→ Record set
****************************************
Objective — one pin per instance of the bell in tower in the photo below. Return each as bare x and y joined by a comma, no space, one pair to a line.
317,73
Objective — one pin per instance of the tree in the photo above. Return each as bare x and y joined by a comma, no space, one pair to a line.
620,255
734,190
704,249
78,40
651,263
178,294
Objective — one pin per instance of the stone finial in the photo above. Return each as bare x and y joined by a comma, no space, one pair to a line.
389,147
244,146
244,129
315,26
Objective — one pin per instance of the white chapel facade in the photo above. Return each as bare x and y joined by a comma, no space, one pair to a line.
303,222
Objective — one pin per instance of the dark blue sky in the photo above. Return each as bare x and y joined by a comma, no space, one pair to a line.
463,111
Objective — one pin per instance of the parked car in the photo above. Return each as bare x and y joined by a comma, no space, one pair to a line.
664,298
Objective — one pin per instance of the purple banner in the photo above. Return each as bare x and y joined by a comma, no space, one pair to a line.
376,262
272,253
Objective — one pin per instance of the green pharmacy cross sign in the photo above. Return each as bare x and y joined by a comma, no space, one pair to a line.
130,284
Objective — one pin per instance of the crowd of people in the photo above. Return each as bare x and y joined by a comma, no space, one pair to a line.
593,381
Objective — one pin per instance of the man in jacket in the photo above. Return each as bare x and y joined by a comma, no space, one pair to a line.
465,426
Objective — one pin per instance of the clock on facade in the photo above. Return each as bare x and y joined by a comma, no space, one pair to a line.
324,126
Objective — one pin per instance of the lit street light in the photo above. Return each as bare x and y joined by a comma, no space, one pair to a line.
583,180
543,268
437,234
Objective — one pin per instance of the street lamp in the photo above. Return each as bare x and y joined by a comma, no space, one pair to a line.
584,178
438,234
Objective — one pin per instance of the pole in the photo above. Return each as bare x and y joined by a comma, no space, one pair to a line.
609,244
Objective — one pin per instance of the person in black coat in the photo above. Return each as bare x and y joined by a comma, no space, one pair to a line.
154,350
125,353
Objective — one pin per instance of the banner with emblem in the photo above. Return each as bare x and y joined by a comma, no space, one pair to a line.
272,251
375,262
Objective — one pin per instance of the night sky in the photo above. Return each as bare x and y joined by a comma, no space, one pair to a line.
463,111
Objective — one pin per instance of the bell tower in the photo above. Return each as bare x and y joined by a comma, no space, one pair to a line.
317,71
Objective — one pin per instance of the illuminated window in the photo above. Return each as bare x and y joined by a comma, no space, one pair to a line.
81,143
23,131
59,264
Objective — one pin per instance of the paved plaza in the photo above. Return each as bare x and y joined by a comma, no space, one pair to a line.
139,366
****************************************
→ Task description
Retype all of the entries exactly, please.

→ Answer to the problem
Objective — one pin per instance of the bell in tower in the photo below. Return each as bare x and y joined by a comma, no space, one pair to a line.
317,73
Objective — one pin per instance of the tree in the photo above. Return each as bare x and y joined by a comma, no space, one pair to a line.
620,255
734,190
704,249
78,40
651,263
178,294
Objective — one pin per instance of the stone finial in the photo above. Return each as bare x and y joined by a comma, no space, one pair to a line.
389,147
244,146
244,129
315,26
Objective — one pin per instance of the white chapel facade in the photo above. Return each as bare x and y joined by a comma, no space, one pair to a line.
303,222
Objective — one pin per instance of the dark blue sky in the photo above. Return each as bare x and y joined by a comma, no space, one pair to a line.
463,111
Objective — one pin per instance of the parked car in the photo above. Return each as bare x and y joined by a comma, no space, one pair to a line.
664,298
Objective — one pin per instance of the purple banner in the photo above. Return each as bare x and y joined by a comma, no space, one pair to a line.
376,262
272,253
Objective — one pin per instance of the green pharmacy cross sign in the photo above. Return each as bare x and y joined by a comma, no space, one pair to a line.
130,284
Objective — one pin per instance of the crowd of people in the photo above. Return each as bare x and y joined by a comma, no space, one pair to a line.
593,381
Objective — one pin per instance of the man in jacket in the photo above. Return each as bare x and y joined by a comma, no space, one pair to a line.
465,426
Objective — one pin per instance of the clock on facade in the photo above. Return each as bare x and y joined by a comma, no space, one pair to a line.
324,126
Objective — one pin per instance of the lit street light in the photo above. Return each as bare x and y joined by a comma, no space, one pair to a line.
583,180
543,268
437,234
Objective — one pin per instance of the street lamp in the photo above. Return each as bare x and y joined by a comma, no space, one pair to a line.
584,178
438,234
Objective — one pin per instance of the pole in the photo above. Return each as bare x and y joined by a comma, no space, one pair to a line.
609,244
Objective — one pin per instance of the person in black coat in the photo above. Return each as bare x and y joined by a comma, no space, one pair to a line.
154,350
125,353
Objective — one pin per instance of the banner with emblem in the photo above. Return each as bare x and y joined by a comma, no space, one pair to a line.
272,251
375,262
Objective — one pin per instance of the night sky in the photo above. Return each as bare x and y joined by a comma, no space, one pair to a line.
463,111
Objective — one pin per instance of the bell tower in the photo above. Return each as bare x and y joined by a comma, no space, one pair to a line.
317,71
Objective — one pin per instance of the illuminated window in the photo above. Return each as bare x and y joined by a comma, no space, one pair to a line.
81,143
23,131
59,264
Objective — one pin per instance of the paved plaza in the photo above. Return each as bare x and y joined by a comma, no space, one pair to a line.
139,366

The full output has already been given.